Filter the records below for the word "fence". Keep each line that has it.

Stored entries
__________________________________________________
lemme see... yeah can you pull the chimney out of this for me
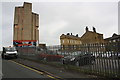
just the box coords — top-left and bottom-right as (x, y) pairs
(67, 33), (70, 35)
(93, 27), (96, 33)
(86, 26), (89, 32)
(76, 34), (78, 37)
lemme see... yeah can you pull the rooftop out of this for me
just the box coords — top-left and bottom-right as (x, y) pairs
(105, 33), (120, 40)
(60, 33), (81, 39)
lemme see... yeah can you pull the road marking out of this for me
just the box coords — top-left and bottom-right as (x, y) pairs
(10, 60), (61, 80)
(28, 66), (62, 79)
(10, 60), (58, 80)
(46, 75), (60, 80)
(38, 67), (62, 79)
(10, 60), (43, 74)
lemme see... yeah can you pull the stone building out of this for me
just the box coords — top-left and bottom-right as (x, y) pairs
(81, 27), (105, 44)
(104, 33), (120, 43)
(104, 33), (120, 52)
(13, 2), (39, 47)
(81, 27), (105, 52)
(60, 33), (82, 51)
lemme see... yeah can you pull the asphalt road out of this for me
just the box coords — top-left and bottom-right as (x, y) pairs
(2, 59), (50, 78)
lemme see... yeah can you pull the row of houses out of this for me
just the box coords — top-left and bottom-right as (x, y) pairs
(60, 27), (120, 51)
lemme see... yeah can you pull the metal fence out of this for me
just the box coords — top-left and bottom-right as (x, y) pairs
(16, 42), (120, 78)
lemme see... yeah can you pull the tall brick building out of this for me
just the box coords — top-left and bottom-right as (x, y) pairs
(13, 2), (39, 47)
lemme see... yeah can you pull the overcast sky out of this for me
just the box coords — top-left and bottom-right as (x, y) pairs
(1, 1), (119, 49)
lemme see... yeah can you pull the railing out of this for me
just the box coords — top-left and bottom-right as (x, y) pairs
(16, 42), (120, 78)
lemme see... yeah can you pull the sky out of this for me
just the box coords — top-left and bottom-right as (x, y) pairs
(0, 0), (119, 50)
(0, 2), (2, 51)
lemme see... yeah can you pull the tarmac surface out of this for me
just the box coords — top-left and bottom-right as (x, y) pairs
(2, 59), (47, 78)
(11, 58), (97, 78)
__________________________________________________
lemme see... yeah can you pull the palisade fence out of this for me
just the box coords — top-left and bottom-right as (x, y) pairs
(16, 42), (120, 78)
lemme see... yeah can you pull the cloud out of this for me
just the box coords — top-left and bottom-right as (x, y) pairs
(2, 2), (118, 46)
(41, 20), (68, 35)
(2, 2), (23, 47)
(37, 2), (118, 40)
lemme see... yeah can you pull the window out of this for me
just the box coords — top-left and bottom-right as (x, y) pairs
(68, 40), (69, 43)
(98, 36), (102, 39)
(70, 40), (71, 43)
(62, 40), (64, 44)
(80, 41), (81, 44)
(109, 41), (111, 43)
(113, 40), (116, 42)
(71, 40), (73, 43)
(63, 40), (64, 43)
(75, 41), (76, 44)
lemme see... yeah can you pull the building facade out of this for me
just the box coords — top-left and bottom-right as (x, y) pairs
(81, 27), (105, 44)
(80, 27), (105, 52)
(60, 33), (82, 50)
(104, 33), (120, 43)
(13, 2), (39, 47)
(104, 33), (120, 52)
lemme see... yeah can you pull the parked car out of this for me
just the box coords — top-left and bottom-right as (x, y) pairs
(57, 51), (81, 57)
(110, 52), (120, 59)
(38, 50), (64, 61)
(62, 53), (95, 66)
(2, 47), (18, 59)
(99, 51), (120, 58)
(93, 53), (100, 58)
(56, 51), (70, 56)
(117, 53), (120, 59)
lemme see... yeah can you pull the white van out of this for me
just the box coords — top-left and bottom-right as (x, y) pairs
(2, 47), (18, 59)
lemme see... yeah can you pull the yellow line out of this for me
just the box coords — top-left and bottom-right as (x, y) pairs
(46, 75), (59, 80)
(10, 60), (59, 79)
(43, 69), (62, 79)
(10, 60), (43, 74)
__________________________________________________
## Written answer
lemme see... yeah can you pull the metal fence out of this for me
lemme see... yeah can you pull the palisade fence out of this for me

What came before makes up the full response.